- Your task
Turn the rows below, from the first line up to and including the line with "[[271, 38]]", into a JSON list of strings, one string per line, leaving out any blank lines.

- Data to use

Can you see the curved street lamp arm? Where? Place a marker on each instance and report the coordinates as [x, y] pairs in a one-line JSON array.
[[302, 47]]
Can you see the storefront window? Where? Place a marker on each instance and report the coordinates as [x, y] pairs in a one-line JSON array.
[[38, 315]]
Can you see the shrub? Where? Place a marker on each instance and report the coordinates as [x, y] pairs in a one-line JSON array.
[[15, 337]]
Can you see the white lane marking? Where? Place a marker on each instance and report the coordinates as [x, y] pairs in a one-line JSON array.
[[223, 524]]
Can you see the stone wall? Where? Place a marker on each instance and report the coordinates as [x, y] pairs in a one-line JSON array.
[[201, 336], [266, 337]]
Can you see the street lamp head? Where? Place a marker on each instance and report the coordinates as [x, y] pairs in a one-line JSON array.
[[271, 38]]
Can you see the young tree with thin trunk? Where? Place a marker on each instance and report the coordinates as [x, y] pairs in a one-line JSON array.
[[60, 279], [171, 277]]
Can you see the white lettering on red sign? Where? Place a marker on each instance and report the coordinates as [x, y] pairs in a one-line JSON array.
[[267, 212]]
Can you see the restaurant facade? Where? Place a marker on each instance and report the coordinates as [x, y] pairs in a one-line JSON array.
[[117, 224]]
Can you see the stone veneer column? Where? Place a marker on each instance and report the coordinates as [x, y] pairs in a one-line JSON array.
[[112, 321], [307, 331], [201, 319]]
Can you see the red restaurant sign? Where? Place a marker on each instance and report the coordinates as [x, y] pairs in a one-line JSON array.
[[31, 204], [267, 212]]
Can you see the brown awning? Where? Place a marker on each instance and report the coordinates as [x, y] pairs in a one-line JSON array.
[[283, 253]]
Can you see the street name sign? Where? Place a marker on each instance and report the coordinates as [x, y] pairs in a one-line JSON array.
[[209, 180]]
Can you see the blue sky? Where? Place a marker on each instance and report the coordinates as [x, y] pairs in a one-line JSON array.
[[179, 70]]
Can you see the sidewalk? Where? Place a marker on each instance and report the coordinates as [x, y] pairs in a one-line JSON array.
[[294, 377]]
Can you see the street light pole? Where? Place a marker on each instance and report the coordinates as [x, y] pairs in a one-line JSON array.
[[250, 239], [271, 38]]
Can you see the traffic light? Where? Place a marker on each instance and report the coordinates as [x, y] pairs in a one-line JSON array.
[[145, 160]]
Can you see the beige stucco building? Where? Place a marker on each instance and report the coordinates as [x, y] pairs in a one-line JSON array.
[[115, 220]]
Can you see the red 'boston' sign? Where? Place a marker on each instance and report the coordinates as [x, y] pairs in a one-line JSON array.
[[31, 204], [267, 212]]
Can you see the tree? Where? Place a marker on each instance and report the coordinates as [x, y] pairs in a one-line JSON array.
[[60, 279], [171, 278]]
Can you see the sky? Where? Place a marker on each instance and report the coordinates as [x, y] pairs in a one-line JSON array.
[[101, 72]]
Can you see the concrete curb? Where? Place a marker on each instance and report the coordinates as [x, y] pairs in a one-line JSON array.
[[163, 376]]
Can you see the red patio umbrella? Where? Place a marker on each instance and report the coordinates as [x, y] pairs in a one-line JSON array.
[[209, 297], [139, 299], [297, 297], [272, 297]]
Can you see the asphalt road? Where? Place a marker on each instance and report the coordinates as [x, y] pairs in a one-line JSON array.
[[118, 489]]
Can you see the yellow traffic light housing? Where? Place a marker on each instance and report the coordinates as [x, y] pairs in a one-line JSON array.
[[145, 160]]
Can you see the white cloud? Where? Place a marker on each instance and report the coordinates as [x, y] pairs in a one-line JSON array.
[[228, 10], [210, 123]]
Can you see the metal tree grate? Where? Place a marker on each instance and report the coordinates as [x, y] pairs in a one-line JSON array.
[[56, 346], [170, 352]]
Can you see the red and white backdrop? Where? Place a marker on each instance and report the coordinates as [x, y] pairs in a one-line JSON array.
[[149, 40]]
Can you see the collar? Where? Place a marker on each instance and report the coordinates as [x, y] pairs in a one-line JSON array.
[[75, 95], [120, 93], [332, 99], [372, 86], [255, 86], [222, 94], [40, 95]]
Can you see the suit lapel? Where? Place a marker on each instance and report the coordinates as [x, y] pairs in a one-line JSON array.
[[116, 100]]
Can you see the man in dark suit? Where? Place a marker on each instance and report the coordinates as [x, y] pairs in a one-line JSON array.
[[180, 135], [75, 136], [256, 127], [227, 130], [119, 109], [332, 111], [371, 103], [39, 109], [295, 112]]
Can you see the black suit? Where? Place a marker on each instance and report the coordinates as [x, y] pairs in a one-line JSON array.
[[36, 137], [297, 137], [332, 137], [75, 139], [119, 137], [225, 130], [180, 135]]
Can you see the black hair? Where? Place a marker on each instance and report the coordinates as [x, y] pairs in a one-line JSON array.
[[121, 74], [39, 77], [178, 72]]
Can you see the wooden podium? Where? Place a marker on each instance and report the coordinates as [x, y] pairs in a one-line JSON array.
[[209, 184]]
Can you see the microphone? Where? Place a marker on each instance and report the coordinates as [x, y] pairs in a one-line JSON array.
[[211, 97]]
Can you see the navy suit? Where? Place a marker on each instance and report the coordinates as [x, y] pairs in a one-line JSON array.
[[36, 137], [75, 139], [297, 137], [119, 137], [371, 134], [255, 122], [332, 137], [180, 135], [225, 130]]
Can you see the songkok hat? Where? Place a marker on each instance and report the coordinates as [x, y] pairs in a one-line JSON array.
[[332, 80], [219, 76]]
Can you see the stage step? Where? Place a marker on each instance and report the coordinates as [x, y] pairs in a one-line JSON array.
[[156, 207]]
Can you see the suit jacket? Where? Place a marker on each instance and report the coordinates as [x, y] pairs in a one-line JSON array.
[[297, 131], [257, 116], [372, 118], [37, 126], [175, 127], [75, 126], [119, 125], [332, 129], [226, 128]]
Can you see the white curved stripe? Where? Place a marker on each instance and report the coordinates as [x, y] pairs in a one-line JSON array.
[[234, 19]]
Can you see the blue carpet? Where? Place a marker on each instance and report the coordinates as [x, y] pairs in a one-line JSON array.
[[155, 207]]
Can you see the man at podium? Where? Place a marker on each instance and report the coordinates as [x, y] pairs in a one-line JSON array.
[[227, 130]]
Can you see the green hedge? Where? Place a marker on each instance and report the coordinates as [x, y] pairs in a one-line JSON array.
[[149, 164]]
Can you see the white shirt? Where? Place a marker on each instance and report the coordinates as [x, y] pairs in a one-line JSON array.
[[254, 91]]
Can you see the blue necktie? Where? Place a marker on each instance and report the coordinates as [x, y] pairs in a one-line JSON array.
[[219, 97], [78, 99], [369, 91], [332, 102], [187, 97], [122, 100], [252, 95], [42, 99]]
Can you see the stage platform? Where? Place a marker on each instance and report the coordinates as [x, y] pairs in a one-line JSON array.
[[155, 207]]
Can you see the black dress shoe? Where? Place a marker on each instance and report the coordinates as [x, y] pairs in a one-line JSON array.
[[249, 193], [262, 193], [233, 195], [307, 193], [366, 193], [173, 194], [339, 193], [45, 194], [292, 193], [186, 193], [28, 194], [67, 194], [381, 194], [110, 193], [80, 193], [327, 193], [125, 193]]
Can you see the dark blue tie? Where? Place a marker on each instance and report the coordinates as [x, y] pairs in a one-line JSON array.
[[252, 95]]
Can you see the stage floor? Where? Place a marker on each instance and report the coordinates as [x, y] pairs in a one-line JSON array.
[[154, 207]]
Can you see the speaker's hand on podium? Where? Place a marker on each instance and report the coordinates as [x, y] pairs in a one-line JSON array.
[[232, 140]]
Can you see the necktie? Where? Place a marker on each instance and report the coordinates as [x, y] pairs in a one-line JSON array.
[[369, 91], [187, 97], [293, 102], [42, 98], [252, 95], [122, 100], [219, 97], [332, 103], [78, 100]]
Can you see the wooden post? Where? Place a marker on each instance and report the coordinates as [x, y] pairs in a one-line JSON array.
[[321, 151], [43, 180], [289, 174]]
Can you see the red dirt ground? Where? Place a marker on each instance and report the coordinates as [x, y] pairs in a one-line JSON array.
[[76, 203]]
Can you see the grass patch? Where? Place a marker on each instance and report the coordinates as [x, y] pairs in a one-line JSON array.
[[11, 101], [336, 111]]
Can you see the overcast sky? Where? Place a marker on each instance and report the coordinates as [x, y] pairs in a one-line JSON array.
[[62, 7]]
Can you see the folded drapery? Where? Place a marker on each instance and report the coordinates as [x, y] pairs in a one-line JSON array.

- Problem solution
[
  "Can you see the curved street lamp arm? Where? Place a marker on each instance and report the coordinates as [x, y] pairs in a one-line JSON array.",
  "[[302, 47]]",
  "Can you see the storefront window? Where? Place a marker on each instance and report the coordinates as [x, y] pairs in a one-line JSON array.",
  "[[38, 315]]",
  "Can you see the shrub? Where? Place a marker on each instance and report the coordinates as [x, y] pairs in a one-line JSON array.",
  "[[15, 337]]",
  "Can you see the white lane marking? Where? Place a marker on each instance and report the coordinates as [x, y] pairs in a one-line JSON array.",
  "[[223, 524]]",
  "Can you see the stone wall? Where? Place a marker on each instance and report the coordinates as [x, y] pairs in a one-line JSON array.",
  "[[201, 336], [266, 337]]",
  "Can you see the street lamp head? Where? Place a marker on each instance and report the coordinates as [x, y] pairs in a one-line JSON array.",
  "[[271, 38]]"
]